§ DESCRIPTION OF THE TASK
In the records below, count every line that includes the word "fabric". Provide the total alone.

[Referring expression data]
===============

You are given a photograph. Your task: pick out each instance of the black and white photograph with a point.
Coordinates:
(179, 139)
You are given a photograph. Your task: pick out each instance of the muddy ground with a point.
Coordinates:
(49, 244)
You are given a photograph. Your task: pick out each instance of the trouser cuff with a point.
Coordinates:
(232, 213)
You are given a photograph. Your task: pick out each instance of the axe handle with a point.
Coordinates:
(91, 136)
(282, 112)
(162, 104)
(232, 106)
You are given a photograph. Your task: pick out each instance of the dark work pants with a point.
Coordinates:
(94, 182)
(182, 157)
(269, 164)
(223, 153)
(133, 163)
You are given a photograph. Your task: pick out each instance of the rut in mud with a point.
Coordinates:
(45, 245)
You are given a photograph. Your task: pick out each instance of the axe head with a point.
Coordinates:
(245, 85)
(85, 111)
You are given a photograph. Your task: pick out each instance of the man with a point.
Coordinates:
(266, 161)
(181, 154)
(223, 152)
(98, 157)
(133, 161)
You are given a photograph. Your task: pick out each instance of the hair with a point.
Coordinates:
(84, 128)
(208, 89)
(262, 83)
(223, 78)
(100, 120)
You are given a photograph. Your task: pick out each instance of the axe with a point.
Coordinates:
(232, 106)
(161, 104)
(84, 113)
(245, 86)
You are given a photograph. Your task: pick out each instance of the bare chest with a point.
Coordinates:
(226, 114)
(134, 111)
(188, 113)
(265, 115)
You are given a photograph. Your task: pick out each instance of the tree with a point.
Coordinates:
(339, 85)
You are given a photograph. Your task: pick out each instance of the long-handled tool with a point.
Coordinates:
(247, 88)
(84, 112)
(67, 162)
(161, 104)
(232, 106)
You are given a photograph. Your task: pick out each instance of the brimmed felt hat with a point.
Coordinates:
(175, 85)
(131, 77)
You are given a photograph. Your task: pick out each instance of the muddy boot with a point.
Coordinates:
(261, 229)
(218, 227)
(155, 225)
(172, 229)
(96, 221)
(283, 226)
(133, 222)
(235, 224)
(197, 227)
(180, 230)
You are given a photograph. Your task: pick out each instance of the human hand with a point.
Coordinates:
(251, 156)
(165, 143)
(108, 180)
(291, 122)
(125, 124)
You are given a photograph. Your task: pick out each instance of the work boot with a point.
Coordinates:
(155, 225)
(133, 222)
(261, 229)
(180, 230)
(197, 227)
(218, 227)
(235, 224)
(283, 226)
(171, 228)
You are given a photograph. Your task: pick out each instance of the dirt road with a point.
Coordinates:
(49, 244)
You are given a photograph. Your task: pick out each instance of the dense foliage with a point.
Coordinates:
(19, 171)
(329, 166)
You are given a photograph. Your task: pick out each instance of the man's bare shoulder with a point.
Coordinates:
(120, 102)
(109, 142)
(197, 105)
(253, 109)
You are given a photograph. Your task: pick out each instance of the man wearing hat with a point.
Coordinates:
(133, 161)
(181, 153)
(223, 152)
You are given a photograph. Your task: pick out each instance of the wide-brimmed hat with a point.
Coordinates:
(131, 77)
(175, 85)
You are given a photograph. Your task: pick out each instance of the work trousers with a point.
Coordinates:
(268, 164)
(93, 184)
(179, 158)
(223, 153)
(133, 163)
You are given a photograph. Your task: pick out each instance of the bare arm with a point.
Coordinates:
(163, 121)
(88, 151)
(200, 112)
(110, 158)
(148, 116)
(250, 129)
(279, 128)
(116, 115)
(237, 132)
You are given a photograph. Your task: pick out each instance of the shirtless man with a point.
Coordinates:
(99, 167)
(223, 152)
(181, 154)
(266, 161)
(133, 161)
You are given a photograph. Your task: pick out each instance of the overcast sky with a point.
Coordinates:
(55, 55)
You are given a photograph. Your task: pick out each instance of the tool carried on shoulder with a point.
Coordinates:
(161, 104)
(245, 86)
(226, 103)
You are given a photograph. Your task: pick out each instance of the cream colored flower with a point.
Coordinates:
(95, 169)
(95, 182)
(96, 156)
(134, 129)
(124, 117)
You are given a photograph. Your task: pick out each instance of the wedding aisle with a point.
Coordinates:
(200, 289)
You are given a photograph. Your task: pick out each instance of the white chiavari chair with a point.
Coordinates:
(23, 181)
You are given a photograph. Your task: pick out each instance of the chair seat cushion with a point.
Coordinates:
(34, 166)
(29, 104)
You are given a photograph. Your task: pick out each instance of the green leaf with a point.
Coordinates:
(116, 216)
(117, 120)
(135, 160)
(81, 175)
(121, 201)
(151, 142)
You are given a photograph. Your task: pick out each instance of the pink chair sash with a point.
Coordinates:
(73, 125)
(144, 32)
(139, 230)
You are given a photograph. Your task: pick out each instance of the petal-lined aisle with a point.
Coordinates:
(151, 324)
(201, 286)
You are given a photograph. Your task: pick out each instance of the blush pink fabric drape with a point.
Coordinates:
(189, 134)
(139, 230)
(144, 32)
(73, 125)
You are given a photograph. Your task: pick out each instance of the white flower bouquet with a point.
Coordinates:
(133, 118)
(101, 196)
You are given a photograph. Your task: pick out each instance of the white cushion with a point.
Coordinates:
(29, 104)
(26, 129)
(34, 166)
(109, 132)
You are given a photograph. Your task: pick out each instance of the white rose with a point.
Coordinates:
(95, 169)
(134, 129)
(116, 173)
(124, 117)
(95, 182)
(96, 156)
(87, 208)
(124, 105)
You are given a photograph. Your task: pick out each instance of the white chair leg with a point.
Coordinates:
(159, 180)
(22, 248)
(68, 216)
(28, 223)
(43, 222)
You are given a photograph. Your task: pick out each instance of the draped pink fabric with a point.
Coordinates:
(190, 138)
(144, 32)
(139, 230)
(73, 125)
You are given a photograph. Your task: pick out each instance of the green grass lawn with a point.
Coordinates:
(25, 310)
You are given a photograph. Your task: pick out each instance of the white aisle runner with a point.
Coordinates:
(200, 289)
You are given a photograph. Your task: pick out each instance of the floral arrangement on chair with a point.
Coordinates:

===============

§ WRITTEN ANSWER
2